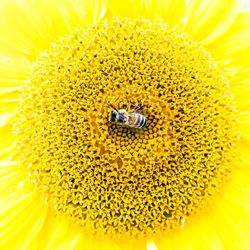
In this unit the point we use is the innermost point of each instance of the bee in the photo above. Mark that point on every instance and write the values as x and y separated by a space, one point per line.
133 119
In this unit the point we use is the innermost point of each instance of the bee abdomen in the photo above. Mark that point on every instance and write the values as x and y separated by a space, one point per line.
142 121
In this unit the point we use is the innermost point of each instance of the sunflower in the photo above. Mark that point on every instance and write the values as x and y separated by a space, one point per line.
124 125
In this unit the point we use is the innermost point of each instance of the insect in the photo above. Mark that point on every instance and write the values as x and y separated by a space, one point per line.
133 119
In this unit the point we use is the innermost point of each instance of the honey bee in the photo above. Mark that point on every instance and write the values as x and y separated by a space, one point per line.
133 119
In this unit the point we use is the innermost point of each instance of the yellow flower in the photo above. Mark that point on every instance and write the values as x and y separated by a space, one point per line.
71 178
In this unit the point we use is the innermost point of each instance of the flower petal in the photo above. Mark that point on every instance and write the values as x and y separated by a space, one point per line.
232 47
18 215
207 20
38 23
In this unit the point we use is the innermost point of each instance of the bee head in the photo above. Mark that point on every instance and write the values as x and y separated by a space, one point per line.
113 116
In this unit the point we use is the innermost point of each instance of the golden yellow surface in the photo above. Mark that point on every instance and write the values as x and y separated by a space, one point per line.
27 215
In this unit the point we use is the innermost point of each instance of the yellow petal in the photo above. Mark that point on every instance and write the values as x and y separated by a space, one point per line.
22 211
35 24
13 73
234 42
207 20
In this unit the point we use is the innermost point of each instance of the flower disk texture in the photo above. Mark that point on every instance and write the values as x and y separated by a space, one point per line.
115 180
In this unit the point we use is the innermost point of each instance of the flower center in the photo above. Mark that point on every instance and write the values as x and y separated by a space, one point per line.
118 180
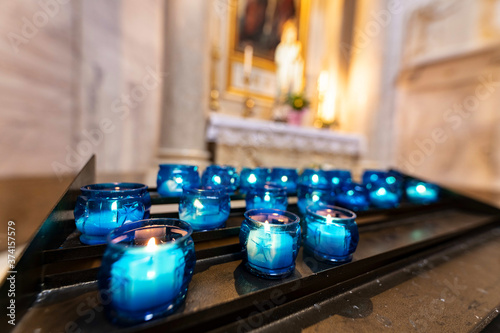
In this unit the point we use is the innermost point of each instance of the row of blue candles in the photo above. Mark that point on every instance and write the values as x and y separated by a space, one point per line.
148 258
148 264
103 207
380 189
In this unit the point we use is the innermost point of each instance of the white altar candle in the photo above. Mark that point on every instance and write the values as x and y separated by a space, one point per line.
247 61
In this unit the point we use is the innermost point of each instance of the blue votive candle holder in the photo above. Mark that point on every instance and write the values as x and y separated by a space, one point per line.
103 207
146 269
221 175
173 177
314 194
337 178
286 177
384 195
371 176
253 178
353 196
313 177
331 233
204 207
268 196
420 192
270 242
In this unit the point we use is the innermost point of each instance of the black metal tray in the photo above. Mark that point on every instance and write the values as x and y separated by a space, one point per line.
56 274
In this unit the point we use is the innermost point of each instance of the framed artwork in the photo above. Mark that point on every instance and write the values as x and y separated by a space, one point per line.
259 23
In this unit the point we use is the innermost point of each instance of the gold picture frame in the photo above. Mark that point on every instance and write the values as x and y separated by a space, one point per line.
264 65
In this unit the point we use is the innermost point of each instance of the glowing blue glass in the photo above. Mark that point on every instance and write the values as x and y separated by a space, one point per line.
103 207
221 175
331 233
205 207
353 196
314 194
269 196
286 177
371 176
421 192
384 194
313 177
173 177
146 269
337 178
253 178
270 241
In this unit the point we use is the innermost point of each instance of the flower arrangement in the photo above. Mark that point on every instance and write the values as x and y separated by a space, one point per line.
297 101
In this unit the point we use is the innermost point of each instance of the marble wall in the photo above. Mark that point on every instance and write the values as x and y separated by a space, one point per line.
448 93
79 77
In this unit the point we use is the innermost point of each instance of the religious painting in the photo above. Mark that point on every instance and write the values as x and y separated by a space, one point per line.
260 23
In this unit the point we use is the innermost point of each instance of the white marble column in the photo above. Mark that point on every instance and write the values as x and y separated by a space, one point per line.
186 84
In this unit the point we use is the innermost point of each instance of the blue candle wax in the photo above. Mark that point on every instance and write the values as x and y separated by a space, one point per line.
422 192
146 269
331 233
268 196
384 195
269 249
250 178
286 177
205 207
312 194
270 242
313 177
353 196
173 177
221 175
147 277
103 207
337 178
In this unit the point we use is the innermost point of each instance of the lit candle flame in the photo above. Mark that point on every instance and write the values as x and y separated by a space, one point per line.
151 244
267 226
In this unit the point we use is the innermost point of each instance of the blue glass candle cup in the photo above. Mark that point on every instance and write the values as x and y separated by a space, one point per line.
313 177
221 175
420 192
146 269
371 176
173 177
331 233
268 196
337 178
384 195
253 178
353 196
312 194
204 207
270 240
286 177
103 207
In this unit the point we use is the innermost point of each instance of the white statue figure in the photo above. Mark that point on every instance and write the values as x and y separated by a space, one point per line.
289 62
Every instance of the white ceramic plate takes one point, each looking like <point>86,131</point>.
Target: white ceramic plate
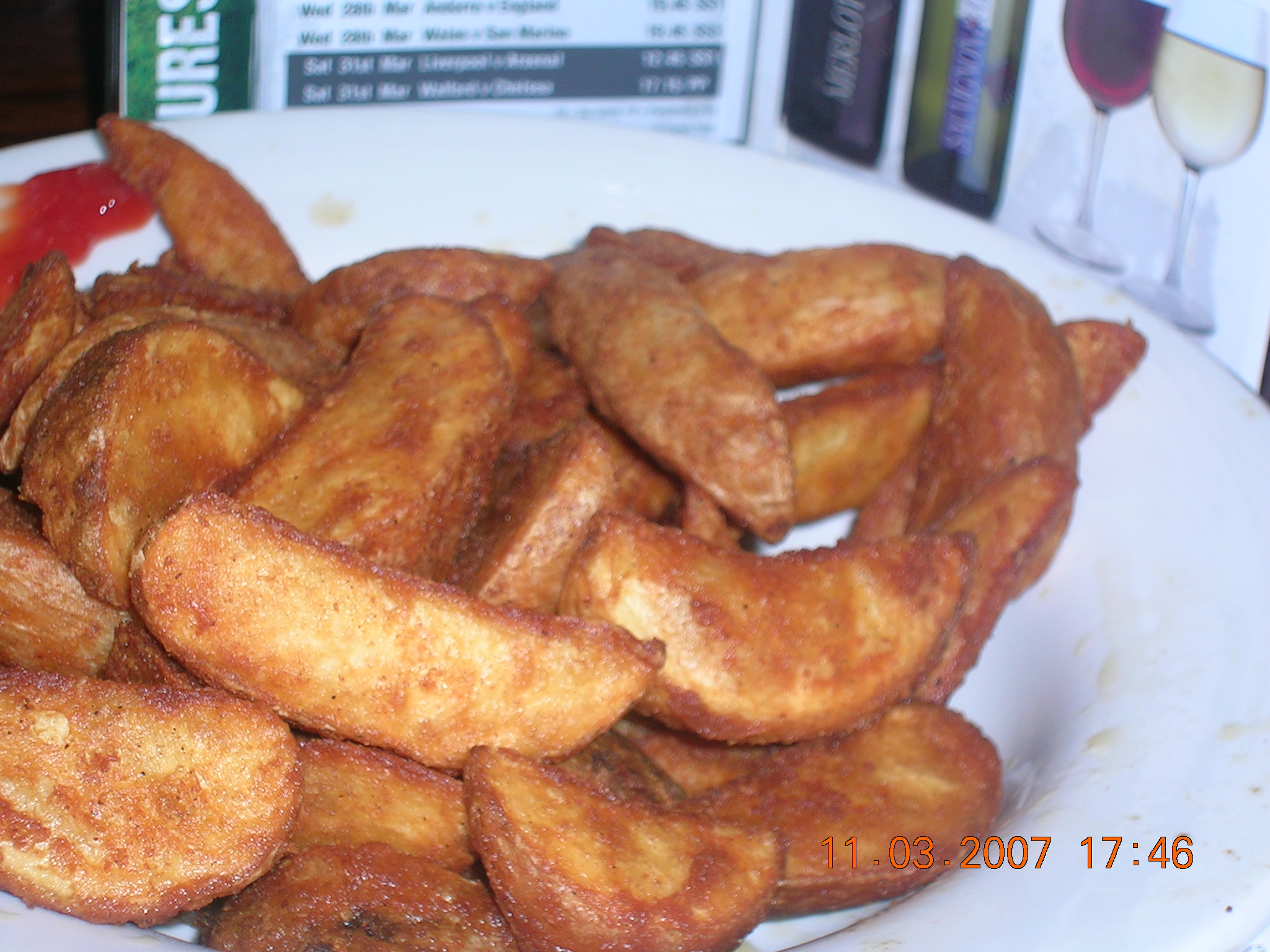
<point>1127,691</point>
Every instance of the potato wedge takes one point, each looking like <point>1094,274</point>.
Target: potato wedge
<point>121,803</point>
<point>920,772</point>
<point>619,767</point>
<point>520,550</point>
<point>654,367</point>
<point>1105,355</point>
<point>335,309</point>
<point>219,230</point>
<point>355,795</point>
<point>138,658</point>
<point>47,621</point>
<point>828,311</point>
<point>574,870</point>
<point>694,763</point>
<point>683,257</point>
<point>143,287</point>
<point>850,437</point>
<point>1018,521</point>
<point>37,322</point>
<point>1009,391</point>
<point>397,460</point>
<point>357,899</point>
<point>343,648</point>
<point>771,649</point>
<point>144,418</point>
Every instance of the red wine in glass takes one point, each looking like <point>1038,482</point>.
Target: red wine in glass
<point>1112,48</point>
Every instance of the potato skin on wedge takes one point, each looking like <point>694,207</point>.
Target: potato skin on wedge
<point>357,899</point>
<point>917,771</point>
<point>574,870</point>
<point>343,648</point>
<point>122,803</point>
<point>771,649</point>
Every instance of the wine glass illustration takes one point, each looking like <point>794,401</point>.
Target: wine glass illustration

——

EXERCISE AIM:
From the listing above, print every entry precisely and drop the pictures.

CORRECT RESPONSE:
In this unit the point we use is the innermost point of each instance of the bee in the photo above. Mark that point on every instance and write the values as x and y separated by a space, one point per line.
133 119
In this unit the point we use is the innermost point of each instance of the bee abdomen in the photo above. Mark that point on every instance and write the values as x and y separated by a space, one point per line.
142 121
In this unit the point we use is the innermost point of each instance of the sunflower in the photo above. Mark that point on every instance and write the values as x and y separated by a space, one point per line.
124 125
In this unit the point we use is the innermost point of each instance of the insect in the photo above. Mark that point on every instance and write the values as x and y separated by a space, one point per line.
133 119
In this unit the point we use is the innermost point of each instance of the honey bee in the photo above. Mark that point on every instance and write the values as x and y separated by a space, one point per line.
133 119
In this unit the point we use is the innermost point of each instance of the yellow flower in the photo above. Mark that point on every instance and write the values as x and y separated by a space, one point per line.
71 178
In this unit the point we use is the innermost point of each instance of the flower petal in the photo above. Mark that point on every instance and write the values as x and y separated by a space, one point per line.
232 47
18 215
207 20
38 23
In this unit the point we use is the innermost point of each instance of the bee head in the photo above. Mark that point on every instance and write the values as x and y separated by a space, one point per line.
113 116
In this unit the point we use is the innermost point of each instance of the golden yellow surface in the photo above. Mark that point on every instance and write the values as x and y separated by a space, one point per line.
27 215
In this unit the point we use is the innermost point of each instance of the yellow petal in the photo above. Mark that point on every instance and write the values as x and y separated by a space, one point per line.
22 211
35 24
13 73
234 42
207 20
In this unit the point we use is the innermost point of each instance of the flower disk texture in the photo above. Mark that point on every instance and write the values as x and y separated by a space, one point per line.
115 180
In this unit the point we use is the innermost point of each instance of the flower center in the photo above. Mark that point on every instance and write the values as x and y separated by a space, one point per line.
118 180
In this unit the point we use is the innermost point of each instance of the row of blue candles in the photo above. Mark that point on every instance and write the values as x and y separated by a space, one point per line.
148 258
148 264
103 207
380 189
In this unit the point we use is the innermost point of each instance of the white altar candle in the photo above. Mark that point on every instance and write the values as x and y separated by a space, one point per line.
247 61
In this unit the point we use is the innermost point of each instance of the blue votive candle holder in the photo above. Mark that point on every instance and write the values as x and y separated by a space, one point per line.
103 207
146 269
221 175
173 177
314 194
337 178
286 177
384 195
371 176
253 178
353 196
313 177
331 233
204 207
268 196
420 192
270 242
In this unit the point we use is the innermost point of each instance of the black metal tray in the photo above. Mark that point on every instance and write the values as x and y separated by a space, one point per line.
56 274
In this unit the point we use is the innermost point of each instance of the framed artwork in the photo above. Mark that point on every instance and write the values as x and y separated by a space, one point per line.
259 23
In this unit the point we use is the innermost point of each instance of the gold picture frame in the photo above. Mark that point on every instance and write the values as x and y separated by a space, one point per line.
264 65
In this unit the point we use is the innermost point of each instance of the glowing blue glass in the photo above. Mark that point on every instance and write the values as x and y separated by a space, one point per line.
103 207
221 175
331 233
205 207
353 196
314 194
269 196
286 177
371 176
421 192
384 194
313 177
173 177
146 269
337 178
253 178
270 241
In this unit the point we use is the innermost point of each instance of the flower arrangement in the photo above. Mark that point on every instance and write the values as x and y separated by a space, one point per line.
297 101
In this unit the point we use is the innermost point of each instance of the marble wall in the photo above. Mark that point on every instance and write the values as x and y separated by a space, one point per line.
448 93
79 77
In this unit the point we use is the innermost point of each instance of the religious painting in the photo above. Mark that point on every instance and write the values as x and y separated by a space, one point per line.
260 23
In this unit the point we use is the innermost point of each instance of the white marble column in the photo above. Mark that point on every instance and write the values as x and y separated by a space, one point per line.
186 84
In this unit the point we use is the innermost point of each instance of the blue candle wax in the photo above. Mark that point on every instance and write the values as x and y separated by a space, one point per line.
422 192
146 269
331 233
268 196
384 195
269 249
250 178
286 177
205 207
312 194
270 242
313 177
353 196
173 177
221 175
147 277
103 207
337 178
In this unit the point we use is the innermost point of each instance of the lit candle flame in the photo above. Mark that point on every instance and write the values as x and y separated by a space, one point per line.
151 244
267 226
In this unit the point we use is the innermost point of each instance of the blue glass candle cup in the photo above. Mark that point on every instance and write the values as x and y separated by a space, one point per line.
313 177
221 175
420 192
146 269
371 176
173 177
331 233
268 196
337 178
384 195
253 178
353 196
312 194
204 207
270 240
286 177
103 207
In this unit the point we use is the innermost point of each instance of the white statue figure in the photo above. Mark that point on every instance and write the values as x and y separated by a space, one point per line.
289 62
Every instance of the white ceramic plate takes one point, each looking like <point>86,131</point>.
Target: white ceramic plate
<point>1127,691</point>
Every instance of the potato wedge takes one point, each looking like <point>1094,274</point>.
Target: potato wedge
<point>121,803</point>
<point>920,772</point>
<point>619,767</point>
<point>520,550</point>
<point>654,367</point>
<point>1105,355</point>
<point>335,309</point>
<point>219,230</point>
<point>355,795</point>
<point>138,658</point>
<point>47,621</point>
<point>828,311</point>
<point>574,870</point>
<point>694,763</point>
<point>683,257</point>
<point>143,287</point>
<point>850,437</point>
<point>1018,521</point>
<point>37,322</point>
<point>1009,391</point>
<point>397,460</point>
<point>357,899</point>
<point>343,648</point>
<point>771,649</point>
<point>144,418</point>
Every instance of the red wine in glass takes one point, each looking like <point>1038,482</point>.
Target: red wine in glass
<point>1112,48</point>
Every instance of the potato skin on wedge takes one point, each looking like <point>694,207</point>.
Target: potato skin on wedge
<point>357,899</point>
<point>917,771</point>
<point>574,870</point>
<point>343,648</point>
<point>122,803</point>
<point>771,649</point>
Every instance of the wine glass illustration takes one point, each looking like <point>794,401</point>.
Target: wine glass illustration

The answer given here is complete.